Requirement
Give the part of the records that opens with the line containing "the clear shallow" and closes with the line containing "[13,166,75,198]", both included, as a JSON list of strings with one string per line and blank lines left out.

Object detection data
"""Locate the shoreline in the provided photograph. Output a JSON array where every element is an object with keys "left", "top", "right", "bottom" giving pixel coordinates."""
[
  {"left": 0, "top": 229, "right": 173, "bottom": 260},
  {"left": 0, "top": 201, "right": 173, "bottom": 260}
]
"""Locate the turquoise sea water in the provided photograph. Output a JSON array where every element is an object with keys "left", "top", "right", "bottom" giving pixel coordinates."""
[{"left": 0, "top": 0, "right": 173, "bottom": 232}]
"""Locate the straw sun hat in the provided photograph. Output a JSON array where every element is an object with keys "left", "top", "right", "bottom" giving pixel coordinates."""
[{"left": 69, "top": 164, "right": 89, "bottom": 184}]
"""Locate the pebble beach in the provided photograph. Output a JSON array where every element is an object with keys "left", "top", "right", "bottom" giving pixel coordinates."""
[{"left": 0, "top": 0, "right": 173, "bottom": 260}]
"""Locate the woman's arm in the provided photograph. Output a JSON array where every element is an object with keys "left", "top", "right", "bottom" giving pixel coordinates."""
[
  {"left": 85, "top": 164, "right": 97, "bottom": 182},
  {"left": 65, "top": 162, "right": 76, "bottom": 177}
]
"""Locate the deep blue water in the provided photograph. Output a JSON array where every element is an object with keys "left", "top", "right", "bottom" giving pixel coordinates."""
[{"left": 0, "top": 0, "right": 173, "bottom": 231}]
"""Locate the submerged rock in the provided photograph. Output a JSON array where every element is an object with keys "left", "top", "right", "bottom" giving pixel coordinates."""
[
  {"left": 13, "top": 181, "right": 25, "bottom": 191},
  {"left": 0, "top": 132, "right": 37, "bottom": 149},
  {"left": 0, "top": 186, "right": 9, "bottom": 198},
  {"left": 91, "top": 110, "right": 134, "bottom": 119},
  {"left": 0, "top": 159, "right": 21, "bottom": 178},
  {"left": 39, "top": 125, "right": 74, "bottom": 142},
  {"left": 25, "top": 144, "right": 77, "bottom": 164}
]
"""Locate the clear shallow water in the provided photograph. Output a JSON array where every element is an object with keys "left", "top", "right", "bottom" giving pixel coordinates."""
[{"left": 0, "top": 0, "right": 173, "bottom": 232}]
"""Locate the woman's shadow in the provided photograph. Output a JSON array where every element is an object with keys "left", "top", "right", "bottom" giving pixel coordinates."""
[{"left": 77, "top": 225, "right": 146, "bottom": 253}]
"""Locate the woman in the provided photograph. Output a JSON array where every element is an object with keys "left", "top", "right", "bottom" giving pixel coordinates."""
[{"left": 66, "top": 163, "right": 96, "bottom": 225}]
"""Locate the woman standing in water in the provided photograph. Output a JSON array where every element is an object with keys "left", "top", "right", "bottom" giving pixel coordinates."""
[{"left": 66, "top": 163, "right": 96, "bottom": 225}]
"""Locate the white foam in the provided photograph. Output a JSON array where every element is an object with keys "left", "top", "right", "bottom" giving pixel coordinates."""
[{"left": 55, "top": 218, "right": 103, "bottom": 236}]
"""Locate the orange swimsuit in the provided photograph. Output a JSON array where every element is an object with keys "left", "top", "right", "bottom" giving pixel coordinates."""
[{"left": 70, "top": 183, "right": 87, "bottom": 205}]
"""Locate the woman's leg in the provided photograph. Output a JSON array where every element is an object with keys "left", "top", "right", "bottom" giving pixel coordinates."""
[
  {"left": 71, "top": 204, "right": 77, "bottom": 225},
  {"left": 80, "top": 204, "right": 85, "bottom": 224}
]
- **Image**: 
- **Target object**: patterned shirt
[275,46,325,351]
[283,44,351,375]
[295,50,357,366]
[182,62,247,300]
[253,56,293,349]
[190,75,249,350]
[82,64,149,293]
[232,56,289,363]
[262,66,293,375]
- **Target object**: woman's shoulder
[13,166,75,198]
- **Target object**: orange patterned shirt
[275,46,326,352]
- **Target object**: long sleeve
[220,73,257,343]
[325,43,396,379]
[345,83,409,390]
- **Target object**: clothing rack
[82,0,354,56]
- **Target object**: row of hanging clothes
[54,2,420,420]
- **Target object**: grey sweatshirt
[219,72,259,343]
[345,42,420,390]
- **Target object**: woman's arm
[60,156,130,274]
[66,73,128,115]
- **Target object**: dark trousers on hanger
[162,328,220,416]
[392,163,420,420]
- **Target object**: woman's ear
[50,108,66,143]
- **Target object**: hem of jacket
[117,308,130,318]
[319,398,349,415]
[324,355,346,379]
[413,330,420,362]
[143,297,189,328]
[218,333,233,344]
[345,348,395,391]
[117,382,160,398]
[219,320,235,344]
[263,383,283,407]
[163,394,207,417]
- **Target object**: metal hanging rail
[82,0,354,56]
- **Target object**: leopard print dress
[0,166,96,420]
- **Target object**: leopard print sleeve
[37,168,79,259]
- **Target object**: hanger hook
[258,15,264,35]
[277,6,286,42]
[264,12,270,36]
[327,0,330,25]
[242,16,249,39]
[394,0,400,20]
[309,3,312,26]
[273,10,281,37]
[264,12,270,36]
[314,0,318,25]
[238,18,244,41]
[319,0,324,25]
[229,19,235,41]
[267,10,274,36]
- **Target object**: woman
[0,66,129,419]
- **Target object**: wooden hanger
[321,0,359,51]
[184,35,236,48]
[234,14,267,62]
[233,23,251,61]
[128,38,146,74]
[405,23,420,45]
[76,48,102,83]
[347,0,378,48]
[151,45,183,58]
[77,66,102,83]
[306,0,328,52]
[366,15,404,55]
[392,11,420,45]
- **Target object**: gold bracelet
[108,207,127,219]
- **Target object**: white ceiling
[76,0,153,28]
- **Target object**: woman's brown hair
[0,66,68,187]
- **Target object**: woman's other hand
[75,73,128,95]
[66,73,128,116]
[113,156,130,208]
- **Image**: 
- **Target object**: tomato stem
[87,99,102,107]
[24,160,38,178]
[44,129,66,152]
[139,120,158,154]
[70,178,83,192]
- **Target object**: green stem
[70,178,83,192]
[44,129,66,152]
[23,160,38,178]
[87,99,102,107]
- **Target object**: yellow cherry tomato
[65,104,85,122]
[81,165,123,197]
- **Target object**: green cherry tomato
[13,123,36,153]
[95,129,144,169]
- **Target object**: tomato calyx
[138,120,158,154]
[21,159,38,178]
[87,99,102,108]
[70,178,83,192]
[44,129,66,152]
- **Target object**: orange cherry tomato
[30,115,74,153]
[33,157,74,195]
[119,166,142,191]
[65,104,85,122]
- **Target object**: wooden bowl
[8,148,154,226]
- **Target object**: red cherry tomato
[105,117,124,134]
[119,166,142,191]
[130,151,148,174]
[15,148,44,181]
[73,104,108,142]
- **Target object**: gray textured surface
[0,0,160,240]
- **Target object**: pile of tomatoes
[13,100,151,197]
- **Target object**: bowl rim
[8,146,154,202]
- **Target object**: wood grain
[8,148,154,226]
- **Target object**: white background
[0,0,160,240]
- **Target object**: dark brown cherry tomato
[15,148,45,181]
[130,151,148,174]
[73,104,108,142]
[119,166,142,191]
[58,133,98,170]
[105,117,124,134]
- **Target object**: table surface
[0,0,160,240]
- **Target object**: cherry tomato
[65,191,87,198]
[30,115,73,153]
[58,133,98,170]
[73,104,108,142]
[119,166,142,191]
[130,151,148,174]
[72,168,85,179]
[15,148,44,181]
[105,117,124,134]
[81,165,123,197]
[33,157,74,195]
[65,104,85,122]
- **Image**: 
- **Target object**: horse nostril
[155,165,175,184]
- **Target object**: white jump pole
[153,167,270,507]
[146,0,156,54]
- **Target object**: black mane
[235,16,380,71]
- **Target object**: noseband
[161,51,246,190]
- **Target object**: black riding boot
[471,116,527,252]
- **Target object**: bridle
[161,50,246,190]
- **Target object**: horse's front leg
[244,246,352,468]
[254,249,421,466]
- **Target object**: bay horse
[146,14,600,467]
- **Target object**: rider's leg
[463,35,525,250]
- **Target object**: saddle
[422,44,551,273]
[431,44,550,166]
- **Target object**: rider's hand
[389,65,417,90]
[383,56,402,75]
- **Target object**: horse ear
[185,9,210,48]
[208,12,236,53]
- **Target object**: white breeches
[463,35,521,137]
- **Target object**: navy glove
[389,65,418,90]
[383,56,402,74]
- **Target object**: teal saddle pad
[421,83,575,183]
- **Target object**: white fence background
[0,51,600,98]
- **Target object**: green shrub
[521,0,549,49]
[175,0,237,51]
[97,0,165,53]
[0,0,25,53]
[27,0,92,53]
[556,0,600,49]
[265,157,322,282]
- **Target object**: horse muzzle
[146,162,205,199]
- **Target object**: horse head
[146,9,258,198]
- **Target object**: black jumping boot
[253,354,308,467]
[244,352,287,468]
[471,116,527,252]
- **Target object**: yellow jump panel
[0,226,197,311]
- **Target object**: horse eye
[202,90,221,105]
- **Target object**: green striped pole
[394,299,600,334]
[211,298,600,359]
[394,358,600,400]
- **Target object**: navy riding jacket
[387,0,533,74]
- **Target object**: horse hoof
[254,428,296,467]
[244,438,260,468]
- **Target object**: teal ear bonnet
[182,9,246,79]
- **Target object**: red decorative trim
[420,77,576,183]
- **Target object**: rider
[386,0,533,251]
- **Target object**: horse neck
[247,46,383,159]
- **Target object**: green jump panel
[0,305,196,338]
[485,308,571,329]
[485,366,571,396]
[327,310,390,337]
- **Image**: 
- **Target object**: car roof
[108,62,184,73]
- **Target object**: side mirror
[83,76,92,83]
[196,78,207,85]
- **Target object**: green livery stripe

Answer for the task
[
  "\"\"\"Locate the clear shallow water in the provided photograph. Output a JSON array where every element is an object with keys \"left\", \"top\", \"right\", \"bottom\" giving pixel coordinates.\"\"\"",
  "[{\"left\": 0, \"top\": 0, \"right\": 173, \"bottom\": 232}]",
  "\"\"\"Locate the woman's shadow in the provided photograph. Output a JSON array where every element is an object with keys \"left\", \"top\", \"right\", \"bottom\" giving pixel coordinates.\"\"\"",
  "[{\"left\": 77, \"top\": 225, \"right\": 146, \"bottom\": 253}]",
  "\"\"\"Locate the woman in the provided photograph. Output a JSON array where every element is an object with keys \"left\", \"top\", \"right\", \"bottom\" giving pixel coordinates.\"\"\"",
  "[{\"left\": 66, \"top\": 163, \"right\": 96, \"bottom\": 225}]",
  "\"\"\"Locate the woman standing in water in the provided photograph. Output a JSON array where every element is an object with keys \"left\", \"top\", \"right\", \"bottom\" giving pixel coordinates.\"\"\"",
  "[{\"left\": 66, \"top\": 163, \"right\": 96, \"bottom\": 225}]",
  "\"\"\"Locate the white foam in the provided photograph. Output a JSON array where every element is an object with keys \"left\", \"top\", \"right\", \"bottom\" giving pixel coordinates.\"\"\"",
  "[{\"left\": 55, \"top\": 218, \"right\": 103, \"bottom\": 236}]",
  "\"\"\"Locate the orange swimsuit in the provided photograph. Output a JSON array where every element is an object with keys \"left\", \"top\", \"right\", \"bottom\" giving pixel coordinates.\"\"\"",
  "[{\"left\": 70, \"top\": 183, \"right\": 87, \"bottom\": 205}]",
  "\"\"\"Locate the woman's leg in the provided photograph. Output a JSON array where every element is an object with keys \"left\", \"top\", \"right\", \"bottom\" giving pixel coordinates.\"\"\"",
  "[",
  "  {\"left\": 71, \"top\": 204, \"right\": 77, \"bottom\": 225},",
  "  {\"left\": 80, \"top\": 204, \"right\": 85, \"bottom\": 224}",
  "]",
  "- **Image**: ",
  "- **Target object**: patterned shirt",
  "[275,46,325,351]",
  "[283,44,351,375]",
  "[295,50,357,366]",
  "[182,62,247,300]",
  "[253,56,293,349]",
  "[190,75,249,350]",
  "[82,64,149,293]",
  "[232,56,289,363]",
  "[262,66,293,375]",
  "- **Target object**: woman's shoulder",
  "[13,166,75,198]"
]